# Record extracts
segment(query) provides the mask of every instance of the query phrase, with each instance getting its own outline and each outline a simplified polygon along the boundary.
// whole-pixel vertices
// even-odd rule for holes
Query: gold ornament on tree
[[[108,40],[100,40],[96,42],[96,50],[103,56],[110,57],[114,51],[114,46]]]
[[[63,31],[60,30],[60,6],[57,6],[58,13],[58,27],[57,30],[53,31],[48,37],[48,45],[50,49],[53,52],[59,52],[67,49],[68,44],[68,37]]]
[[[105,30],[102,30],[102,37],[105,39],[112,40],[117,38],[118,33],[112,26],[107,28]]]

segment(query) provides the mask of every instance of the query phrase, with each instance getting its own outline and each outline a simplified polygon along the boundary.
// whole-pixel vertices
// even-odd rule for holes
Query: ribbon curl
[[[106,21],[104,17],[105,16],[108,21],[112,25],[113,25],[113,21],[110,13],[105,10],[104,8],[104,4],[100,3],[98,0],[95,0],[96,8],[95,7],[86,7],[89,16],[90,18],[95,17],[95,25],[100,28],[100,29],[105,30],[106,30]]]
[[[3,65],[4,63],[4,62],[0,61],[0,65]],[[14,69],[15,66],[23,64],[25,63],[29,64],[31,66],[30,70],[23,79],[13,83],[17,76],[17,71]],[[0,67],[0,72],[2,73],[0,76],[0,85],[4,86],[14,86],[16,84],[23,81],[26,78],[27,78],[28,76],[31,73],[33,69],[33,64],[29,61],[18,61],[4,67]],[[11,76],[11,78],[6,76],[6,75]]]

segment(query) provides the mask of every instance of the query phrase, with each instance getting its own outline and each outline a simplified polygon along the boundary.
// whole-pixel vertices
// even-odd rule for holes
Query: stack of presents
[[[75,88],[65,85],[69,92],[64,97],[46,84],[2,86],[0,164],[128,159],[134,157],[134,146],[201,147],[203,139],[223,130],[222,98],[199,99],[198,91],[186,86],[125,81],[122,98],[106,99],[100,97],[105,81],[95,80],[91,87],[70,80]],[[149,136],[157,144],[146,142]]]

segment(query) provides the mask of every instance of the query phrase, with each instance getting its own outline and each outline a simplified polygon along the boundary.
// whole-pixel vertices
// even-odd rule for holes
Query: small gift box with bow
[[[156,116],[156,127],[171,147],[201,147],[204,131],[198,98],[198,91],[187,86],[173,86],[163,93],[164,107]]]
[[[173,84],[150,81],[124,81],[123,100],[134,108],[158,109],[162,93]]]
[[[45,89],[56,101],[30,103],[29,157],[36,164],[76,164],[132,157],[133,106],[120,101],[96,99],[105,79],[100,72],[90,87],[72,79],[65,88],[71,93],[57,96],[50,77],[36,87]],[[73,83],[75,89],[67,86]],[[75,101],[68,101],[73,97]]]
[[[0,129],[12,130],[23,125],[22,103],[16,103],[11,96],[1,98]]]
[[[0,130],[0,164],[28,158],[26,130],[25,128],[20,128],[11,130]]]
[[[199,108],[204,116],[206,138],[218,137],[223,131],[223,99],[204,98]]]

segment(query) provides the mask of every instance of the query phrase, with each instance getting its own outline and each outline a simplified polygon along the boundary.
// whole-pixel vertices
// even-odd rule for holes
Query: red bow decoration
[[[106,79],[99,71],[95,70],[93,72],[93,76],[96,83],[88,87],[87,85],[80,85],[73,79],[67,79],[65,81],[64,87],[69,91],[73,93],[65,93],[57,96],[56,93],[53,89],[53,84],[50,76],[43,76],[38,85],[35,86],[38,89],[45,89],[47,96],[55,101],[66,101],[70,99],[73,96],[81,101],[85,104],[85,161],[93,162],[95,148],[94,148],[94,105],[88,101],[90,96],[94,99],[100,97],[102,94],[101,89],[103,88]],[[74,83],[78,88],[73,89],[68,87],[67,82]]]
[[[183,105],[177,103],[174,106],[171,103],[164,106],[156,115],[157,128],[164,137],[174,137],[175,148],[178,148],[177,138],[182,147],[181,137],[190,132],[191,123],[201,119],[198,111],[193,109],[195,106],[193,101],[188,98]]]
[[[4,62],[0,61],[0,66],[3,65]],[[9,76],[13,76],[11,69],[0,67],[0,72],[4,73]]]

# Written request
Rewrite the entries above as a numbered list. Start at the first line and go through the line containing "Query: gold ornament on tree". Leave out any blank lines.

# Answer
1. segment(query) provides the mask of every instance of the query phrase, with each instance getting its own outline and each outline a simplified polygon along the boundary.
2. // whole-pixel vertices
3. // even-odd rule for holes
4. Query: gold ornament on tree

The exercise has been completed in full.